> [Required work]: Show each line below that contains the string "orange".

> [Record set]:
(begin)
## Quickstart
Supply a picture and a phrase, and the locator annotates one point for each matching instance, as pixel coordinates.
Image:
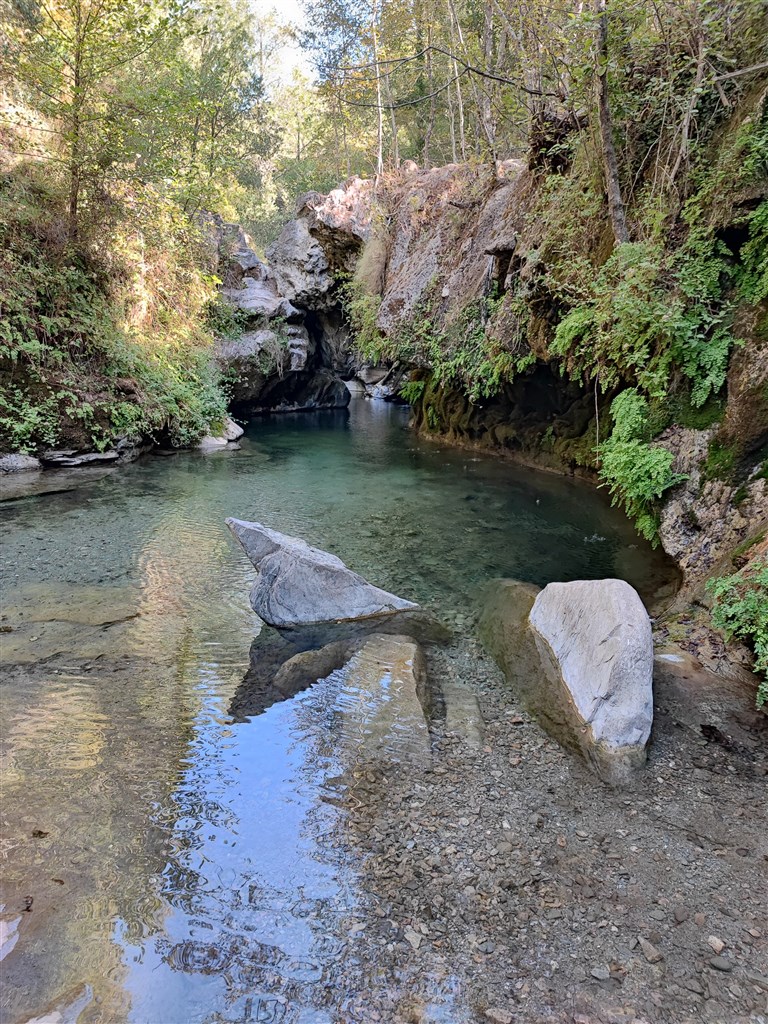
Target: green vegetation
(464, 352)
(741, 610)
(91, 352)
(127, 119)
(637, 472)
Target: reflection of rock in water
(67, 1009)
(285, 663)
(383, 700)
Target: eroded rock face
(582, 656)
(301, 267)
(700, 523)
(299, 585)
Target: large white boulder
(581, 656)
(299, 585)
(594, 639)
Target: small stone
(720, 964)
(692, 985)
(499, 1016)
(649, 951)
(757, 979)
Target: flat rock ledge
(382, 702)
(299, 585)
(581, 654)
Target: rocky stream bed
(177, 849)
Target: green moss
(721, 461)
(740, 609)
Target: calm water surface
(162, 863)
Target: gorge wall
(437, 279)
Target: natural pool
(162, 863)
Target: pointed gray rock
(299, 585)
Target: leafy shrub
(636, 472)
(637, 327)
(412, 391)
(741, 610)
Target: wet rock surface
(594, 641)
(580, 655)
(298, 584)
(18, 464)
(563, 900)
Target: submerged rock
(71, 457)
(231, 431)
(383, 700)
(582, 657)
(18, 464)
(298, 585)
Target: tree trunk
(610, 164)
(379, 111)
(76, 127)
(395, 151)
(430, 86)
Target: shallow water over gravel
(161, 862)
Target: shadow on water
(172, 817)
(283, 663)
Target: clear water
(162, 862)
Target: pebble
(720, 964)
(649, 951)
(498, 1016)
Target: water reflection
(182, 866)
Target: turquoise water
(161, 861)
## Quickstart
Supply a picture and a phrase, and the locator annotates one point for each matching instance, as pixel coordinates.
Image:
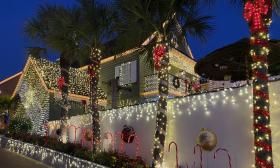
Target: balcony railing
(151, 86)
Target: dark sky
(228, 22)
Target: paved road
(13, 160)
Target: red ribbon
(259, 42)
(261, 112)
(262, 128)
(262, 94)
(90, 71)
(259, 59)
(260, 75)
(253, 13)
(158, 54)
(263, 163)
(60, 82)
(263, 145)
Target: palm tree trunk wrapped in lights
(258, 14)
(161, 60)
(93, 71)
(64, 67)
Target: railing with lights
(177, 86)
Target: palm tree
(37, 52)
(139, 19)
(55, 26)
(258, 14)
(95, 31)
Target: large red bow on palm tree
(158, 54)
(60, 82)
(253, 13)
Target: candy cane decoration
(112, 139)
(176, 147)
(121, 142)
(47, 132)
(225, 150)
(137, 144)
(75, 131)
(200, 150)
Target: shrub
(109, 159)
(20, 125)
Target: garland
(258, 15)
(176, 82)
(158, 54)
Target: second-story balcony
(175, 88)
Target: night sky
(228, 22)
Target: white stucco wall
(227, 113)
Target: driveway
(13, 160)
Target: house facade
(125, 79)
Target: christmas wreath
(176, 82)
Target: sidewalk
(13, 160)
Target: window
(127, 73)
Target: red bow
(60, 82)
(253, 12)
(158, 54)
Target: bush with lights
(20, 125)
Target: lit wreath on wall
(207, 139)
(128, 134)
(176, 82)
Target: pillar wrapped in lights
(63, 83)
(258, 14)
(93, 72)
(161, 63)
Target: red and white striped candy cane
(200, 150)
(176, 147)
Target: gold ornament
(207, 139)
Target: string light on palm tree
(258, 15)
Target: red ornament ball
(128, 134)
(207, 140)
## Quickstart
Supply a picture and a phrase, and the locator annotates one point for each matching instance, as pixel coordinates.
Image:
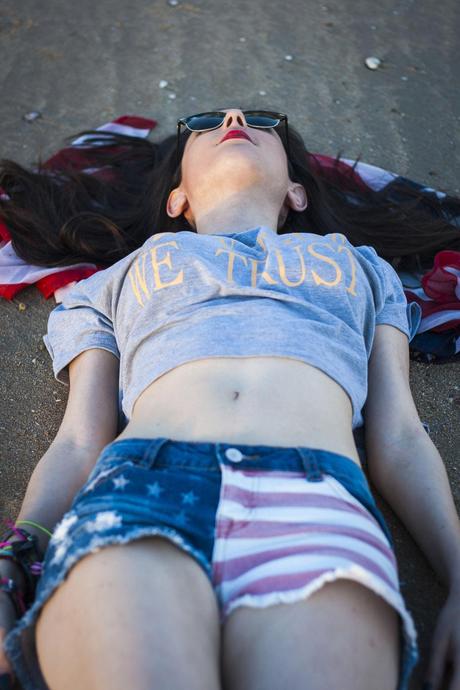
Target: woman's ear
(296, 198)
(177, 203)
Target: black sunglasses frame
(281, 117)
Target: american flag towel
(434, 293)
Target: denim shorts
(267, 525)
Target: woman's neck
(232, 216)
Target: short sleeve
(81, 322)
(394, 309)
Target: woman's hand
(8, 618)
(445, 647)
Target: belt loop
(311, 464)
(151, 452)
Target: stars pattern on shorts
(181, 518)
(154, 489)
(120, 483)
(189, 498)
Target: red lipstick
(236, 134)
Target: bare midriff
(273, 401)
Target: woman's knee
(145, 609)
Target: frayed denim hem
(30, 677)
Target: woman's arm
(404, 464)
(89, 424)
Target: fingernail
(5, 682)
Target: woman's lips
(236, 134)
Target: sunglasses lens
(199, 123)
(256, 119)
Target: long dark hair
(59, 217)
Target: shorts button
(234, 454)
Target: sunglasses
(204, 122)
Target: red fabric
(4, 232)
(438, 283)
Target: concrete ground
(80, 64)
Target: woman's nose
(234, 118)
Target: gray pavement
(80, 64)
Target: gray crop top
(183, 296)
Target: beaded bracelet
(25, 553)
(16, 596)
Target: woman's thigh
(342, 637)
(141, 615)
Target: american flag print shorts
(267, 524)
(end)
(begin)
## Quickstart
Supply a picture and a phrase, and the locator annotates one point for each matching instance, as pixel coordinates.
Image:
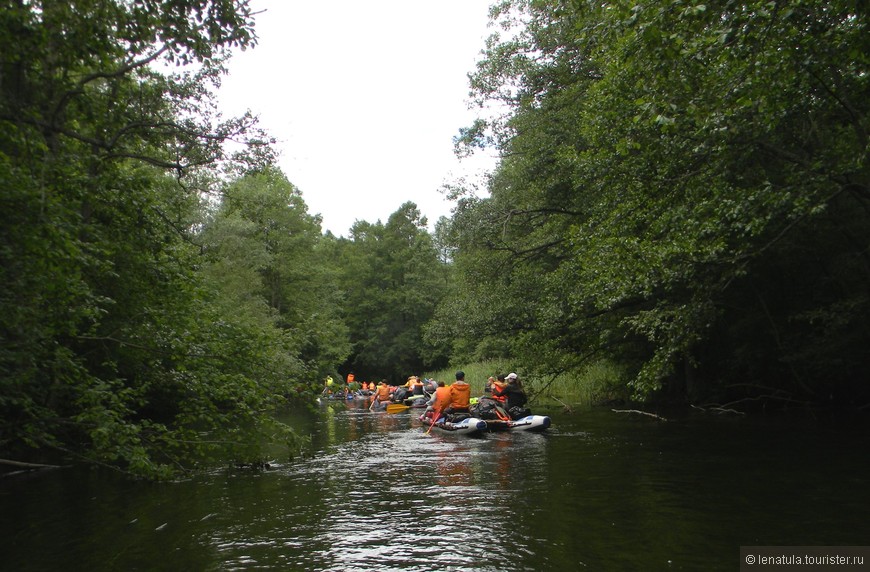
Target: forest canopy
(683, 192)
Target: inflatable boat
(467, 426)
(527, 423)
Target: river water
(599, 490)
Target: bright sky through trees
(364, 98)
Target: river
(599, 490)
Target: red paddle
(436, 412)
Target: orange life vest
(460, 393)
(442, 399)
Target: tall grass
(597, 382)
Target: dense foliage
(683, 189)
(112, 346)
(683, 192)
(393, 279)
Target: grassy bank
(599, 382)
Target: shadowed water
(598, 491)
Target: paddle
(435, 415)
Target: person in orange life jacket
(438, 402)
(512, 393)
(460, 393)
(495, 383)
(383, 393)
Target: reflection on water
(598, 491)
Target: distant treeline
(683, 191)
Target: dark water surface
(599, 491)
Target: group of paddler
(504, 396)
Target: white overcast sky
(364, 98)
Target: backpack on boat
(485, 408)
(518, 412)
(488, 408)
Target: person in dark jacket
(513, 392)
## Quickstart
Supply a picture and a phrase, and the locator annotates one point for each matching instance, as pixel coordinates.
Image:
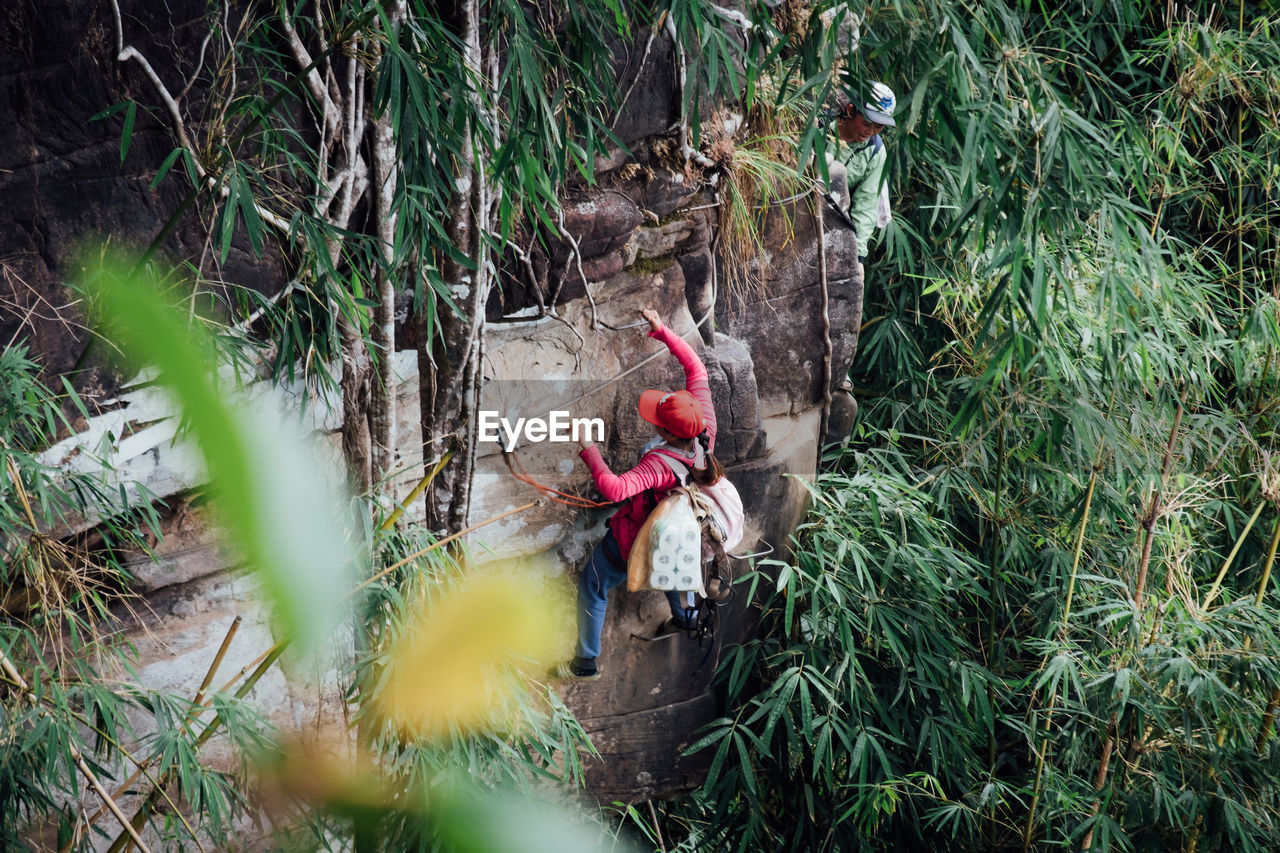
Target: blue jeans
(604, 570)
(end)
> [Answer to this exercise]:
Target: orange life vest
Target: person in orange life jacket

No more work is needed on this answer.